◆ TEXTE À LIRE ◆
________________________

Qu’ils soient bien financés ou bricolés, sages ou frondeurs, légataires d’un certain héritage (celui très prégnant de Maurice Pialat depuis les années 90 jusqu’à aujourd’hui) ou affranchis de toute convention, les premiers films français de ces dernières années, ont, eux aussi, prouvé que le cinéma ne cessait de se réinventer. Sans résoudre l’épineuse et obsessionnelle question – « s’agirait-il d’une nouvelle Nouvelle Vague ? » – proposons un panorama des premiers films français les plus forts (à notre humble avis) des années 2010.
1) La bataille de Solférino de Justine Triet (2013)
C’est en 2013, dans la section ACID, qu’est présenté La Bataille de Solférino, premier long métrage de Justine Triet, qui nous plonge en plein second tour de l’élection présidentielle de 2012. Passée par les rangs des Beaux-Arts, ce n’est pas la première fois que Justine Triet, s’immerge dans la foule urbaine. En 2007, elle suit le mouvement du CPE et les affrontements qui s’en suivent dans Sur Place. A la même période, elle réalise un autre docu sur les élections présidentielles, Solférino, qui servira de maquette à la réalisation de son premier long. L’originalité et la réussite de La Bataille de Solférino doivent à la formation documentaire de sa créatrice et à sa capacité à construire une oeuvre éclatée dans laquelle différentes strates se mélangent : fiction (d’anciens amants qui se déchirent) et réalité (le jour J des résultats). Les personnages de ce ballet foireux et fiévreux sont eux aussi à l’image du film, en totale, roue libre, ne sachant plus trop bien ou donner de la tête, engloutis par les passants qui s’agglutinent dans les rues de Paris. Tandis que la foule scande le nom de son favori et s’apprête à fêter une hypothétique victoire, la bataille intime entre les ex Laetitia et Vincent se déploie et fait rage. C’est lors de ce prodigieux essai que l’on découvrait le minois et la voix aigue de Laetitia Dosch, et un Vincent Macaigne maigrelet barbu, qui après s’être cantonné au rôle de rond garçon maladroit, inaugurait le « Macaigne movie border line ».

________________________

◆ DONNÉES EXTRAITES ◆
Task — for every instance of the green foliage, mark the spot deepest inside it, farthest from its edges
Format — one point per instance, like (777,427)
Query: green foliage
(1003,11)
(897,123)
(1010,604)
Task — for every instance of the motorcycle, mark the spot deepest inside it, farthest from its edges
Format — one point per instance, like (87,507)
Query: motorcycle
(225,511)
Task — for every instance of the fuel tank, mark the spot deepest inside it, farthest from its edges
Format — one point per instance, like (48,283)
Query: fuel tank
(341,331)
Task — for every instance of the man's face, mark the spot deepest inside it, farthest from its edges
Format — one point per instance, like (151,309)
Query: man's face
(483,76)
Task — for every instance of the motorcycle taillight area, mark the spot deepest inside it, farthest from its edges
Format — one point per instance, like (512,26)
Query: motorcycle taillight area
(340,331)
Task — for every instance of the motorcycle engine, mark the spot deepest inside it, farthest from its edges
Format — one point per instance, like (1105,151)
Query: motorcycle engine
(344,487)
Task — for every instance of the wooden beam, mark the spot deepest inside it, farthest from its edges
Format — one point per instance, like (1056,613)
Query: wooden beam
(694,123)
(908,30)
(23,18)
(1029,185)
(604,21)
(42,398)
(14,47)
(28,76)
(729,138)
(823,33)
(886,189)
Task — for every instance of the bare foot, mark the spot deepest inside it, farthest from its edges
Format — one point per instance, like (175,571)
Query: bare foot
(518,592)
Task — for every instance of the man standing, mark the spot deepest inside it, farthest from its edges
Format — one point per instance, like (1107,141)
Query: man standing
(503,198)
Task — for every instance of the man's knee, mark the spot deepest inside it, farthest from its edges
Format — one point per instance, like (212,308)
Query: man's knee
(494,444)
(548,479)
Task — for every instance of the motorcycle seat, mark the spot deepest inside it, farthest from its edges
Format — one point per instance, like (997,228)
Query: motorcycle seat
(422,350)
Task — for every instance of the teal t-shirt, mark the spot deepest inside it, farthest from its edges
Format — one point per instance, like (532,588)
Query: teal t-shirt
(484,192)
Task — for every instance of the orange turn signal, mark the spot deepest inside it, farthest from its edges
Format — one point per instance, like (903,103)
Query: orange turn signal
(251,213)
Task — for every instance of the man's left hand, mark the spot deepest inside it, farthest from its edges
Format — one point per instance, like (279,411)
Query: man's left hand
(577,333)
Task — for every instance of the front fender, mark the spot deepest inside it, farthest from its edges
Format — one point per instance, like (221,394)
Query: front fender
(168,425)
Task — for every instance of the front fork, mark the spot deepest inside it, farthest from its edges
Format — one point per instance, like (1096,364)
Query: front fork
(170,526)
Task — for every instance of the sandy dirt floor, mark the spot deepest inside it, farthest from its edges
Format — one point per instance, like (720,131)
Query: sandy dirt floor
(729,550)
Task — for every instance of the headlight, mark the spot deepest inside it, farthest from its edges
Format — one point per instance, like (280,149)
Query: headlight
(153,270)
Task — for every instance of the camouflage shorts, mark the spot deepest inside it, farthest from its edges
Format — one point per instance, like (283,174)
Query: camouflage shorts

________________________

◆ VOTRE TRAVAIL ◆
(1) Selon le texte sur les premiers films français, quel mouvement Justine Triet suit-elle en 2007 dans Sur Place ?
(2) Dans le texte sur les premiers films français, recopiez le passage qui s'ouvre sur les mots contenant « Qu’ils soient bien » et se termine par « des années 2010. », en remplaçant « cinéma » par « septième art ».
(3) Rédigez la suite du texte sur les premiers films français à partir de sa dernière phrase.
Ce matériel est indépendant du texte sur les premiers films français.

◆ LES RÉPONSES ◆
(1) Le mouvement du CPE et les affrontements qui s'en suivent.

(2)
Qu’ils soient bien financés ou bricolés, sages ou frondeurs, légataires d’un certain héritage (celui très prégnant de Maurice Pialat depuis les années 90 jusqu’à aujourd’hui) ou affranchis de toute convention, les premiers films français de ces dernières années, ont, eux aussi, prouvé que le septième art ne cessait de se réinventer. Sans résoudre l’épineuse et obsessionnelle question – « s’agirait-il d’une nouvelle Nouvelle Vague ? » – proposons un panorama des premiers films français les plus forts (à notre humble avis) des années 2010.

(3)
2) Les Rencontres d’après minuit de Yann Gonzalez
Un plan séquence en noir et blanc, muet, bercé par les sons envoutants et électro de M83. Kate Moran au visage d’ange contre un mur de pierre, et des garçons et des filles passant un à un devant elle pour l’embrasser. D’abord tendrement puis fougueusement. C’est en 2006, que Yann Gonzalez, ancien critique de cinéma, réalise son premier court métrage, le bien nommé By The Kiss. Tourné en pellicule, le film impressionnait par sa minimale simplicité et sa fulgurante cinégénie. Après pléthore de courts métrages hantés par un romantisme noir et morbide, Yann Gonzalez présente enfin en 2013 en séance spéciale de la Semaine de la Critique à Cannes son premier long métrage au titre rohmérien et au script sulfureux : « Au cœur de la nuit, un jeune couple et leur gouvernante travestie préparent une orgie. Sont attendus La Chienne, La Star, L’Etalon et L’Adolescent« . Mais loin de consentir uniquement à une fable sexuelle subversive dont le seul but serait de choquer la bien pensance, Gonzalez désamorce tout soupçon de provoc à trois francs six sous, et délivre un film hanté et poétique. Les Rencontres d’Après minuit apparait comme un film-somme, une synthèse des chères obsessions du cinéaste, faites de fantômes et d’amants légendaires. Gonzalez orchestre ici un sublime ballet de corps déguisés (la chienne et sa coupe blonde platine, Matthias et son oeil masqué comme Albator, et Udo – Nicolas Maury plus libidineux que jamais – en de soubrette) et faussement partouzeurs, obsédés par l’arrivée menaçante de l’aube et la fin d’une nuit d’harmonie.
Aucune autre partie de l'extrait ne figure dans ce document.